[Extrait]
----------

Monsieur le ministre des Finances, pour découvrir la réalité, allons faire le marché ensemble

Concernant l’affirmation de la maîtrise de l’inflation et de l’appréciation du dinar

Lors du lancement officiel des services de certification et de signature électronique au Centre international des conférences (CIC), le ministre des Finances a affirmé le 13 mars 2021, je cite : «L’inflation est très maîtrisée en Algérie et la monnaie nationale n’est pas en cours d’effondrement étant en cours et s’appréciera fin 2021». Afin de ne pas induire en erreur comme par le passé, les plus hautes autorités du pays et l’opinion publique qui, d’ailleurs, n’est pas dupe et vit la dure réalité quotidienne, je propose cette présente analyse.

Il existe une contradiction dans cette récente déclaration, le gouvernement projetant dans le PLF-2021, initié par le ministère des Finances non pas une amélioration de la cotation du dinar, mais une amplification de sa dévaluation, entre 2021-2023, ce qui suppose pas d’amélioration de la situation socio-économique. Pour 2023 le PLF-2021 prévoit environ 185 dinars un euro et 156 dinars pour un dollar. En prenant un écart de 50% par rapport au marché parallèle nous aurons environ 300 dinars un euro, alors que les frontières sont toujours fermées et sous réserve de la maîtrise de l’inflation, sinon l’écart serait plus important. Rappelons que pour la période de 2001 à mars 2021, nous avons la cotation suivante : -2001 : 77,26 dinars un dollar 69,20 dinars un euro -2005, 73,36 dinars un dollar, 91,32 dinars un euro -2010, 74,31 dinars un dollar et 103,49 dinars un euro -2015, 100,46 dinars un dollar et 111,44 dinars un euro -2018 116,62 dinars un dollar et 137,69 dinars un euro -2019 :119,36 dinars un dollar et 133,71 dinars un euro -2020 :128,31 dinars un dollar et 161,85 dinars un euro et la cotation du dinar officiel le 14 mars 2021 est de 159,58 dinars un euro et 133, 57 dinars un dollar. C’est que le même ministre avait prévu plus de 44,2 milliards de dollars de réserves de change fin 2021 alors qu’elles sont passées de 194 milliards de dollars fin 2013, à 97,33 en 2017, 62 en 2019 et selon le Président de la République lors de sa dernière conférence de presse à 42 milliards de dollars. A fin 2021 (baisse des réserves de change de 20 milliards de dollars entre 2019/2020) les réserves de change seraient de 20 milliards de dollars.

----------

[Données extraites]
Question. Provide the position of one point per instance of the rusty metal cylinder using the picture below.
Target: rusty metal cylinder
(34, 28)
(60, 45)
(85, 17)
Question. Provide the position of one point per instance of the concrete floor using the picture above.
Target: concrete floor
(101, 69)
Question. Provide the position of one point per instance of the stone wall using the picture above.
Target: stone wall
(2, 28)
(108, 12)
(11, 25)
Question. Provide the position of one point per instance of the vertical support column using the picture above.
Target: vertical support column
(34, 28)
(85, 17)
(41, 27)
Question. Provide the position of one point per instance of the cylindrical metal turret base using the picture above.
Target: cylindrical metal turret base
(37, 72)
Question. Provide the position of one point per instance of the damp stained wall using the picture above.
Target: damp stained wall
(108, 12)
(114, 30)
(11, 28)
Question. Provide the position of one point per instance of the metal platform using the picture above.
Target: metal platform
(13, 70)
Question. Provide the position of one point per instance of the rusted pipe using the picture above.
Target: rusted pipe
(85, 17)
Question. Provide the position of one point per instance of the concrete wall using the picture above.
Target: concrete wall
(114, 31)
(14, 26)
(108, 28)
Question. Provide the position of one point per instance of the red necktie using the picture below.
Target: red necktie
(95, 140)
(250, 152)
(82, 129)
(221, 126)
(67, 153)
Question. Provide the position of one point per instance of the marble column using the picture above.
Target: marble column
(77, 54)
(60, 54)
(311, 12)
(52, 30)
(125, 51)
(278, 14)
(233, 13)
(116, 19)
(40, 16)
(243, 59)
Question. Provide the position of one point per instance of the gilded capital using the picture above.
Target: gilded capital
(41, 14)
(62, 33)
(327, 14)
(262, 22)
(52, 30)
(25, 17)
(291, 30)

----------

[Exercices proposés]
(a) Reproduisez le passage de l'extrait compris entre « Concernant l’affirmation de » et « cette présente analyse. », ces deux bornes incluses.
(b) Répondez aux questions suivantes à partir de l'extrait :
(i) À quelle date le ministre des Finances a-t-il fait la déclaration citée ?
(ii) Combien de dinars pour un dollar le PLF-2021 prévoit-il pour 2023 ?
(iii) À quel montant s'élevaient les réserves de change fin 2013 ?
(c) Prolongez l'extrait consacré au dinar et à l'inflation en reprenant après sa dernière phrase.
La consultation des enregistrements n'est pas nécessaire.

[Réponses par exercice]
(a)
Concernant l’affirmation de la maîtrise de l’inflation et de l’appréciation du dinar

Lors du lancement officiel des services de certification et de signature électronique au Centre international des conférences (CIC), le ministre des Finances a affirmé le 13 mars 2021, je cite : «L’inflation est très maîtrisée en Algérie et la monnaie nationale n’est pas en cours d’effondrement étant en cours et s’appréciera fin 2021». Afin de ne pas induire en erreur comme par le passé, les plus hautes autorités du pays et l’opinion publique qui, d’ailleurs, n’est pas dupe et vit la dure réalité quotidienne, je propose cette présente analyse.

(b)
(i) Le 13 mars 2021.
(ii) 156 dinars pour un dollar.
(iii) 194 milliards de dollars.

(c)
Qu’en sera-t-il en 2022 si le cours du pétrole stagne entre 55/65 dollars et s’il n’y pas de relance économique, la loi de Finances 2021 pour son équilibre selon le FMI et la Banque mondiale, nécessitant plus de 110 dollars le baril et le PLF -2021 prévoyant un déficit budgétaire record de plus de 21,75 milliards de dollars contre à la clôture 2020 de 18,60 milliards de dollars avec un déficit global du trésor de 28,26 milliards de dollars, soit 17,6% du PIB. En cas de baisse drastique des réserves de change à 10/12 milliards de dollars, qui tiennent la cotation du dinar algérien à plus de 70%, la Banque d’Algérie sera contrainte de dévaluer le dinar officiel à environ 200/220 dinars un euro avec une envolée du cours sur le marché parallèle qui fluctue en fonction du taux d’inflation d’environ 300 dinars un euro minimum, surtout en cas d’ouverture des frontières.
2- Le ministre des Finances toujours en ce mois de mars 2021, annonce sans précisions la relance économique comme facteur d’appréciation du dinar, ce qui est juste en soi, en théorie mais comment peut -on relancer l’économie actuellement en berne pour des raisons internes et externes, le dernier rapport de janvier 2021 de la CNUED, conséquence de la crise mondiale, montrant une baisse substantielle des IDE notamment vers le Maghreb et l’Afrique.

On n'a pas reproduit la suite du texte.